-- Start INPUT --
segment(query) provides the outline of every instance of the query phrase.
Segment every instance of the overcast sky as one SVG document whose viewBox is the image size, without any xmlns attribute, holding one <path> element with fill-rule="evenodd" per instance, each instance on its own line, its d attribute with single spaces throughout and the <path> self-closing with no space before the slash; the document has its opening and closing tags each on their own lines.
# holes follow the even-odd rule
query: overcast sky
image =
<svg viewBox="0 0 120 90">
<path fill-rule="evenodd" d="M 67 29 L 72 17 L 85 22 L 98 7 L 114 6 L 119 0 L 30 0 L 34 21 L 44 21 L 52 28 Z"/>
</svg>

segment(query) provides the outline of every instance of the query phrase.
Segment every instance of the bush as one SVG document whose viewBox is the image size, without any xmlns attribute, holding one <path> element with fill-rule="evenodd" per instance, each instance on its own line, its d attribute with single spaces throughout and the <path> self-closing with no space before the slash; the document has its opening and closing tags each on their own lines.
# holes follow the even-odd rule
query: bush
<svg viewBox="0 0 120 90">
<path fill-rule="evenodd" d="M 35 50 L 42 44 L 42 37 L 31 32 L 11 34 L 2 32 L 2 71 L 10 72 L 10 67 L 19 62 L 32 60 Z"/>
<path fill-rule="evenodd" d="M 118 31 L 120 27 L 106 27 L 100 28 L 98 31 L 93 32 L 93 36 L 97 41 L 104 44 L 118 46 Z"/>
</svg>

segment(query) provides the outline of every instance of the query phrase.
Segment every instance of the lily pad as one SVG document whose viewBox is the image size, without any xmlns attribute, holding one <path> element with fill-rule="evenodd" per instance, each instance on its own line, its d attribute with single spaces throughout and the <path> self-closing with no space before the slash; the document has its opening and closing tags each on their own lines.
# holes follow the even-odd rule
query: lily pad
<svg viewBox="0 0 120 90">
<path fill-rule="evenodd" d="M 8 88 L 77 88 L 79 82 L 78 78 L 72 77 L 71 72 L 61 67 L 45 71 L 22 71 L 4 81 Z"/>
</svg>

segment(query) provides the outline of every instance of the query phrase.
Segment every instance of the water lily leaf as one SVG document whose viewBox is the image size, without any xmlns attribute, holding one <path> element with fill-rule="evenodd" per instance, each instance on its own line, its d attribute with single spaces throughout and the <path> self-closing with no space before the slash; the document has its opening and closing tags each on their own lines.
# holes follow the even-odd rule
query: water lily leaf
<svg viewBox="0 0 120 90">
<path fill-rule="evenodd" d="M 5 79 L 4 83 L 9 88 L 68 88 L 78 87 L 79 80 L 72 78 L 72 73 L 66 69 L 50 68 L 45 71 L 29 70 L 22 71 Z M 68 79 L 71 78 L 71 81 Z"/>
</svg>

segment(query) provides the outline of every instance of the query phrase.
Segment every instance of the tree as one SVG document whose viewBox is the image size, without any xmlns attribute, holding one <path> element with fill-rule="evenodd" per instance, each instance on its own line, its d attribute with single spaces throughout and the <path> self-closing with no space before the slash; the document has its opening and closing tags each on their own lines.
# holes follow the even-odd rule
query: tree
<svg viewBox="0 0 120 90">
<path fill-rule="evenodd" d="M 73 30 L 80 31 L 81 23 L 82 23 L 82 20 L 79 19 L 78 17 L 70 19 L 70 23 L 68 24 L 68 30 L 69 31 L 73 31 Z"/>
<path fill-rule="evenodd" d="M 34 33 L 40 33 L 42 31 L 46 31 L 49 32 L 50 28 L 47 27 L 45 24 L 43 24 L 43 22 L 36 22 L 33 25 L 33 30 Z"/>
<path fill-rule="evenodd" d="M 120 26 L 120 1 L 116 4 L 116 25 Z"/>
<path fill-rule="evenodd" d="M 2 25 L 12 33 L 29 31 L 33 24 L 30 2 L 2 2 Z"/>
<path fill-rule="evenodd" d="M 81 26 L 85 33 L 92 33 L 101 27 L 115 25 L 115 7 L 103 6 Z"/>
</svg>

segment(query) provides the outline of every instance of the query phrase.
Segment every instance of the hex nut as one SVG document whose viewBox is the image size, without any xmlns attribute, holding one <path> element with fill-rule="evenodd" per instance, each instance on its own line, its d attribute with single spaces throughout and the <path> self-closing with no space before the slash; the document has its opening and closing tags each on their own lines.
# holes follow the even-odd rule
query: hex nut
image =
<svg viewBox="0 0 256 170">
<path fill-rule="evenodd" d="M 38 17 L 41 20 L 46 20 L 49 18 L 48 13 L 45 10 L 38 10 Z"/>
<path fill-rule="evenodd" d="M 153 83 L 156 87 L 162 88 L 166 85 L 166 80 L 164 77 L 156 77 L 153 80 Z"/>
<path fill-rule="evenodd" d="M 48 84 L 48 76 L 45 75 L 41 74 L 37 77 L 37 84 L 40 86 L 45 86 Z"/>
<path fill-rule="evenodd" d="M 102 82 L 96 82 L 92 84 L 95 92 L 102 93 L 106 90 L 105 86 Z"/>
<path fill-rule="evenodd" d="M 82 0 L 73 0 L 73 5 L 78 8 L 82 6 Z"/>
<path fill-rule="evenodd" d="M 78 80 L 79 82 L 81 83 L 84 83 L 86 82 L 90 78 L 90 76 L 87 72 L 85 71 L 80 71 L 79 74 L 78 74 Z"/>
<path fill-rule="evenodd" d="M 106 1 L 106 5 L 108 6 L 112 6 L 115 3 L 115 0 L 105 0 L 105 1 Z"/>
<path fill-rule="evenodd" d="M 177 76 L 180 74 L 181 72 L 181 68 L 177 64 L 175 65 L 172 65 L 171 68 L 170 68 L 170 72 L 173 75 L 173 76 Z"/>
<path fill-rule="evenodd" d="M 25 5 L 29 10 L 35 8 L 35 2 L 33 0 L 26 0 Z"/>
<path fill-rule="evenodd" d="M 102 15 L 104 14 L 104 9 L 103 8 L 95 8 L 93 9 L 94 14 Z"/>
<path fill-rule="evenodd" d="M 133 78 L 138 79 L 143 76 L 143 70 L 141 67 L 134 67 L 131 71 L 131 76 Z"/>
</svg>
-- End INPUT --
◆ DIRECTIONS FOR THIS TASK ◆
Your task is to reproduce the whole listing exactly.

◆ RESPONSE TO THIS EXERCISE ◆
segment(query) provides the outline of every instance of the query phrase.
Segment every instance of the overcast sky as one SVG document whose viewBox is the image size, without any xmlns attribute, holding one <path> element with fill-rule="evenodd" per instance, each instance on its own line, its d attribute with single spaces throughout and the <path> self-closing with no space before the slash; the document has its opening and closing tags each on their own lines.
# holes follow the even-odd rule
query: overcast sky
image =
<svg viewBox="0 0 120 90">
<path fill-rule="evenodd" d="M 67 29 L 72 17 L 85 22 L 98 7 L 114 6 L 119 0 L 30 0 L 34 21 L 44 21 L 52 28 Z"/>
</svg>

segment(query) provides the outline of every instance of the query phrase.
Segment every instance of the bush as one SVG document whose viewBox is the image size, without any xmlns attribute, holding one <path> element with fill-rule="evenodd" per instance, each instance on its own line, its d attribute with single spaces throughout and the <path> self-closing with no space before the slash; the document has its opening and closing tags each on their own lines.
# holes follow the even-odd rule
query: bush
<svg viewBox="0 0 120 90">
<path fill-rule="evenodd" d="M 35 50 L 42 44 L 42 37 L 31 32 L 11 34 L 2 32 L 2 71 L 10 72 L 10 67 L 19 62 L 32 60 Z"/>
<path fill-rule="evenodd" d="M 118 31 L 120 27 L 106 27 L 100 28 L 98 31 L 93 32 L 93 36 L 97 41 L 104 44 L 118 46 Z"/>
</svg>

segment(query) provides the outline of every instance of the query phrase.
Segment every instance of the lily pad as one SVG document whose viewBox is the image size, without any xmlns attribute, holding one <path> element with fill-rule="evenodd" per instance, each instance on its own line, its d attribute with single spaces throughout and the <path> self-closing with no space before the slash; the document has its opening and closing tags each on their own lines.
# holes follow the even-odd rule
query: lily pad
<svg viewBox="0 0 120 90">
<path fill-rule="evenodd" d="M 8 88 L 77 88 L 79 82 L 78 78 L 72 77 L 71 72 L 61 67 L 45 71 L 22 71 L 4 81 Z"/>
</svg>

segment(query) provides the outline of every instance of the query phrase.
Segment every instance of the water lily leaf as one SVG document whose viewBox is the image size, without any xmlns attribute, holding one <path> element with fill-rule="evenodd" per instance, each instance on its own line, its d attribute with single spaces throughout and the <path> self-closing with no space before the slash; the document has its opening and closing tags each on their own lines.
# holes follow the even-odd rule
query: water lily leaf
<svg viewBox="0 0 120 90">
<path fill-rule="evenodd" d="M 5 79 L 4 83 L 9 88 L 68 88 L 78 87 L 79 80 L 72 78 L 72 73 L 66 69 L 50 68 L 45 71 L 29 70 L 22 71 Z M 68 79 L 71 78 L 71 81 Z"/>
</svg>

segment(query) provides the outline of every instance of the query phrase.
Segment every instance of the tree as one SVG document whose viewBox is the image size, without any xmlns attribute, holding one <path> element with fill-rule="evenodd" per instance, each instance on its own line, its d attribute with single spaces throughout and the <path> self-closing with no space before the slash; the document has its opening and closing tags each on their own lines.
# holes follow the even-odd rule
query: tree
<svg viewBox="0 0 120 90">
<path fill-rule="evenodd" d="M 73 30 L 80 31 L 81 23 L 82 23 L 82 20 L 79 19 L 78 17 L 70 19 L 70 23 L 68 24 L 68 30 L 69 31 L 73 31 Z"/>
<path fill-rule="evenodd" d="M 34 33 L 40 33 L 42 31 L 46 31 L 49 32 L 50 28 L 47 27 L 45 24 L 43 24 L 43 22 L 36 22 L 33 25 L 33 30 Z"/>
<path fill-rule="evenodd" d="M 120 26 L 120 1 L 116 4 L 116 25 Z"/>
<path fill-rule="evenodd" d="M 2 25 L 12 33 L 29 31 L 33 24 L 30 2 L 2 2 Z"/>
<path fill-rule="evenodd" d="M 81 26 L 85 33 L 92 33 L 101 27 L 115 25 L 115 7 L 103 6 Z"/>
</svg>

segment(query) provides the outline of every instance of the query phrase.
Segment every instance of the hex nut as one SVG document whose viewBox is the image size, without any xmlns attribute, holding one <path> element with fill-rule="evenodd" per instance, each instance on its own line, its d attribute with single spaces throughout and the <path> self-closing with no space before the slash; the document has its opening and closing tags each on their own lines.
# holes follow the even-odd rule
query: hex nut
image =
<svg viewBox="0 0 256 170">
<path fill-rule="evenodd" d="M 38 17 L 41 20 L 46 20 L 49 18 L 48 13 L 45 10 L 38 10 Z"/>
<path fill-rule="evenodd" d="M 153 83 L 156 87 L 162 88 L 166 85 L 166 80 L 164 77 L 156 77 L 153 80 Z"/>
<path fill-rule="evenodd" d="M 48 84 L 48 76 L 45 75 L 41 74 L 37 77 L 37 84 L 40 86 L 45 86 Z"/>
<path fill-rule="evenodd" d="M 102 82 L 96 82 L 92 84 L 95 92 L 102 93 L 106 90 L 105 86 Z"/>
<path fill-rule="evenodd" d="M 82 0 L 73 0 L 73 5 L 78 8 L 82 6 Z"/>
<path fill-rule="evenodd" d="M 78 80 L 79 82 L 81 83 L 84 83 L 86 82 L 90 78 L 90 76 L 87 72 L 85 71 L 80 71 L 79 74 L 78 74 Z"/>
<path fill-rule="evenodd" d="M 106 1 L 106 5 L 108 6 L 112 6 L 115 3 L 115 0 L 105 0 L 105 1 Z"/>
<path fill-rule="evenodd" d="M 177 76 L 180 74 L 181 72 L 181 68 L 177 64 L 175 65 L 172 65 L 171 68 L 170 68 L 170 72 L 173 75 L 173 76 Z"/>
<path fill-rule="evenodd" d="M 25 5 L 29 10 L 35 8 L 35 2 L 33 0 L 26 0 Z"/>
<path fill-rule="evenodd" d="M 102 15 L 104 14 L 104 9 L 103 8 L 95 8 L 93 9 L 94 14 Z"/>
<path fill-rule="evenodd" d="M 133 78 L 138 79 L 143 76 L 143 70 L 141 67 L 134 67 L 131 71 L 131 76 Z"/>
</svg>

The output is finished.